-- Begin Material --

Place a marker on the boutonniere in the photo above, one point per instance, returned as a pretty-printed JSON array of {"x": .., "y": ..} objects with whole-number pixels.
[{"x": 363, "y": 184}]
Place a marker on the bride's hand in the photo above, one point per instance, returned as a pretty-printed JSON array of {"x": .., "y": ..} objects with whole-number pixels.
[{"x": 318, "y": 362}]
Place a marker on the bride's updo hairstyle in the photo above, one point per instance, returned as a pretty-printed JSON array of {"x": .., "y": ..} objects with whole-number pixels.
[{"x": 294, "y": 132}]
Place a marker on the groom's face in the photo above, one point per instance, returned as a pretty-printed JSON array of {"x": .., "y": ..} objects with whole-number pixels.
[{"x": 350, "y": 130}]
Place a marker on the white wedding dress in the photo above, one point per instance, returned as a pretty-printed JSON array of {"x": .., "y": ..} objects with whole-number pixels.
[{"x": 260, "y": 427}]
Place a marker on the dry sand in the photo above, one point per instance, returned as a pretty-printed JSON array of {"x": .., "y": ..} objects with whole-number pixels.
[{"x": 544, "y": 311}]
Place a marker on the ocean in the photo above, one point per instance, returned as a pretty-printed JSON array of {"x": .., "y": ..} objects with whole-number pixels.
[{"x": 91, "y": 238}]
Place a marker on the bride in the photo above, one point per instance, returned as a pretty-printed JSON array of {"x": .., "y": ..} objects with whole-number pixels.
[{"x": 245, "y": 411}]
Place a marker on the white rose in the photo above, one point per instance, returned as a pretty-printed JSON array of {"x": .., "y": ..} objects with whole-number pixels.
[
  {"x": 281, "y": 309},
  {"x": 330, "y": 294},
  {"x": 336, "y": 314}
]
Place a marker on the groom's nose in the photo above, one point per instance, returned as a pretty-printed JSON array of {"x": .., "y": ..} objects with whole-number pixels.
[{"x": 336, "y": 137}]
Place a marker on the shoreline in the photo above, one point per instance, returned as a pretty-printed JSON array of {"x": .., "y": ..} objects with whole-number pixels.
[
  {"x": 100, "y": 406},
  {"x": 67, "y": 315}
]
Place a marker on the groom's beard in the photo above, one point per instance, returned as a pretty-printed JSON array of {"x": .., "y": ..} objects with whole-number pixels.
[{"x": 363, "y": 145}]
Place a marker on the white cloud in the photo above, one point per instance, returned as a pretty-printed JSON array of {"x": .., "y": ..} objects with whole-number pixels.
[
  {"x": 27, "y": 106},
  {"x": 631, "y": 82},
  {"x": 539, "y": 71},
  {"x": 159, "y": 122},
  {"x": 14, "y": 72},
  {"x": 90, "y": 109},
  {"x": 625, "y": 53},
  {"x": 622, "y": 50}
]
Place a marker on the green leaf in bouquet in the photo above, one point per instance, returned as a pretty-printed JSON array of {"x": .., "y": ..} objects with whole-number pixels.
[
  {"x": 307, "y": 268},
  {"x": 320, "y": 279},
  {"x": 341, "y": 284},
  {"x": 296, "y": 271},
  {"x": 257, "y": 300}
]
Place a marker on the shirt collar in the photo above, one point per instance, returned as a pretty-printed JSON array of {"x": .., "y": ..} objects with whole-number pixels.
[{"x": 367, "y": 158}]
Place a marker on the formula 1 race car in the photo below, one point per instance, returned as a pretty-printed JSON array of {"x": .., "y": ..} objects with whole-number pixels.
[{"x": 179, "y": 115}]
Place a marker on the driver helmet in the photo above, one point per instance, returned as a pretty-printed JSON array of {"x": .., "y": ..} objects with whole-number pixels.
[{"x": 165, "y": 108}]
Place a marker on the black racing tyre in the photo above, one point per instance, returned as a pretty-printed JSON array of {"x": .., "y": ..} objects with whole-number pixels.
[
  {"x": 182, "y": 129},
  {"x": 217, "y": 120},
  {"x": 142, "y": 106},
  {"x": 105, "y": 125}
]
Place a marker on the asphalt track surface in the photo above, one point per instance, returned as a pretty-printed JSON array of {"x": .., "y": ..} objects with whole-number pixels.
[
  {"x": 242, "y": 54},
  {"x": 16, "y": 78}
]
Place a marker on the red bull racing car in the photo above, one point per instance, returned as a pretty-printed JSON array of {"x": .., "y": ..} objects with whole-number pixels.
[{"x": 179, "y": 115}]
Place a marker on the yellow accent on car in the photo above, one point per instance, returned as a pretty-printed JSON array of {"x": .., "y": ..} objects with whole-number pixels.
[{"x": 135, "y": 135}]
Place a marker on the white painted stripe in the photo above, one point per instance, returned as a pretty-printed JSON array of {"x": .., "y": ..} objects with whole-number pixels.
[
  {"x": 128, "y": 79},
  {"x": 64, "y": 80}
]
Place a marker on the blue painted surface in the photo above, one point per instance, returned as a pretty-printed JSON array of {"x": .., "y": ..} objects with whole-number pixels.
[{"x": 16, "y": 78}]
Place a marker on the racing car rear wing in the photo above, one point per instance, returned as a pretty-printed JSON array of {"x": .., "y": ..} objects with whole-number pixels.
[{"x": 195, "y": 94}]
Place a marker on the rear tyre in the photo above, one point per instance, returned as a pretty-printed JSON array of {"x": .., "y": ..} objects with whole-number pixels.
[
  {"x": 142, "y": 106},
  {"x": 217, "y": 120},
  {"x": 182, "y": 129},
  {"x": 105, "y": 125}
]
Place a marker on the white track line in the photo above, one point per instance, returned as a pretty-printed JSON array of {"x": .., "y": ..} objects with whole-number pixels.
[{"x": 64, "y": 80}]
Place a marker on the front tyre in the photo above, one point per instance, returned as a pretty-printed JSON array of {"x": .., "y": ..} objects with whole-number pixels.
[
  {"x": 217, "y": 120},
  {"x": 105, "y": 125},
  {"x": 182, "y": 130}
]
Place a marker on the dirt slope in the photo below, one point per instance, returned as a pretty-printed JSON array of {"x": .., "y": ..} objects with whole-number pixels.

-- End Material --

■ What needs to be done: Reproduce the entire listing above verbatim, line for line.

■ Finished task:
Place a marker on the boutonniere in the photo above, one point per instance, returned as a pretty-printed JSON array of {"x": .., "y": ..} objects with whole-number pixels.
[{"x": 363, "y": 184}]
Place a marker on the bride's hand in the photo above, one point per instance, returned as a pretty-printed JSON array of {"x": .., "y": ..} objects with whole-number pixels.
[{"x": 318, "y": 362}]
Place a marker on the bride's updo hairstyle in the photo above, one point per instance, returned as a pretty-printed JSON array of {"x": .., "y": ..} objects with whole-number pixels.
[{"x": 294, "y": 132}]
Place a marker on the groom's face in the photo above, one point per instance, returned as a pretty-printed JSON array of {"x": .., "y": ..} objects with whole-number pixels.
[{"x": 350, "y": 130}]
Place a marker on the white wedding dress in the photo above, one point per instance, returned as a pretty-printed JSON array of {"x": .., "y": ..} objects with whole-number pixels.
[{"x": 260, "y": 427}]
Place a marker on the dry sand in the photo above, one point per instance, returned as a pretty-printed JSON array of {"x": .., "y": ..} objects with whole-number pixels.
[{"x": 544, "y": 311}]
Place a marker on the ocean in the photo above, one point per instance, returned as a pretty-printed JSON array of {"x": .., "y": ..} objects with whole-number pixels.
[{"x": 91, "y": 238}]
Place a marker on the bride in the photo above, one point per instance, returned as a pretty-printed JSON array of {"x": .., "y": ..} objects with whole-number pixels.
[{"x": 245, "y": 411}]
Place a marker on the white rose in the photo above, one point per instance, returned as a pretty-printed JSON array of {"x": .., "y": ..} objects with whole-number pixels.
[
  {"x": 281, "y": 309},
  {"x": 330, "y": 294},
  {"x": 336, "y": 314}
]
Place a marker on the groom's nose in the photo above, one point per instance, returned as a pretty-printed JSON array of {"x": .., "y": ..} objects with whole-number pixels.
[{"x": 336, "y": 137}]
Place a marker on the shoreline in the photo above, one point per instance, returned as a pretty-printed JSON array of {"x": .., "y": ..} objects with whole-number pixels.
[
  {"x": 100, "y": 406},
  {"x": 67, "y": 315}
]
Place a marker on the groom's beard in the photo above, one point per instance, returned as a pretty-printed JSON array of {"x": .., "y": ..} objects with whole-number pixels.
[{"x": 363, "y": 145}]
Place a marker on the white cloud in the photo above, one point per instance, returned as a pretty-printed JSON array of {"x": .., "y": ..} objects with whole-number pixels.
[
  {"x": 27, "y": 106},
  {"x": 631, "y": 82},
  {"x": 539, "y": 71},
  {"x": 159, "y": 122},
  {"x": 14, "y": 72},
  {"x": 90, "y": 109},
  {"x": 625, "y": 53},
  {"x": 622, "y": 50}
]
Place a marker on the green leaf in bouquet in the photo above, one point per instance, returned as a pretty-printed JSON array of {"x": .., "y": ..} objects with whole-number pixels.
[
  {"x": 307, "y": 268},
  {"x": 320, "y": 279},
  {"x": 341, "y": 284},
  {"x": 296, "y": 271},
  {"x": 257, "y": 300}
]
Place a marker on the shirt collar in the photo above, one point per instance, returned as a pretty-printed JSON array of {"x": .., "y": ..} objects with whole-number pixels.
[{"x": 367, "y": 158}]
Place a marker on the formula 1 race car in the photo below, one point per instance, returned as a pretty-printed JSON array of {"x": .., "y": ..} objects with whole-number pixels.
[{"x": 179, "y": 115}]
Place a marker on the driver helmet in the photo above, one point per instance, returned as a pretty-printed JSON array of {"x": .., "y": ..} objects with whole-number pixels.
[{"x": 165, "y": 108}]
Place a marker on the black racing tyre in the photo above, one point per instance, returned as a pretty-printed JSON array of {"x": .., "y": ..} objects with whole-number pixels.
[
  {"x": 182, "y": 129},
  {"x": 217, "y": 120},
  {"x": 142, "y": 106},
  {"x": 105, "y": 125}
]
Place a marker on the asphalt track surface in the photo above, one point per instance, returned as a pretty-printed JSON array of {"x": .., "y": ..} objects with whole-number pixels.
[
  {"x": 242, "y": 54},
  {"x": 16, "y": 78}
]
Place a marker on the red bull racing car in the photo above, one point per instance, returned as a pretty-printed JSON array of {"x": .., "y": ..} objects with whole-number pixels.
[{"x": 179, "y": 115}]
Place a marker on the yellow accent on car in the photo above, one point per instance, returned as a pretty-printed JSON array of {"x": .., "y": ..} objects with whole-number pixels.
[{"x": 135, "y": 135}]
Place a marker on the white painted stripe in the photo above, one point per instance, returned as a pretty-printed JSON array of {"x": .., "y": ..} objects with whole-number pixels.
[
  {"x": 128, "y": 79},
  {"x": 64, "y": 80}
]
Place a marker on the blue painted surface in the photo above, one point per instance, returned as a pretty-printed JSON array of {"x": .., "y": ..} objects with whole-number pixels.
[{"x": 16, "y": 78}]
Place a marker on the racing car rear wing in the photo above, one point per instance, returned as a pretty-printed JSON array of {"x": .., "y": ..} objects with whole-number pixels.
[{"x": 195, "y": 94}]
Place a marker on the rear tyre in the photo above, one point per instance, returned as a pretty-printed JSON array of {"x": .., "y": ..} objects with whole-number pixels.
[
  {"x": 142, "y": 106},
  {"x": 217, "y": 120},
  {"x": 182, "y": 129},
  {"x": 105, "y": 125}
]
Place a marker on the white track line in the photo above, one point per instance, returned as a pretty-printed JSON array of {"x": .., "y": ..} objects with whole-number pixels.
[{"x": 64, "y": 80}]
Place a marker on the front tyre in the photo above, one point per instance, returned as a pretty-printed JSON array of {"x": .., "y": ..} objects with whole-number pixels.
[
  {"x": 217, "y": 120},
  {"x": 105, "y": 125},
  {"x": 182, "y": 130}
]
Place a marker on the dirt slope in the photo below, one point per instance, returned as a pretty-printed JSON array of {"x": .., "y": ..} objects with whole-number pixels.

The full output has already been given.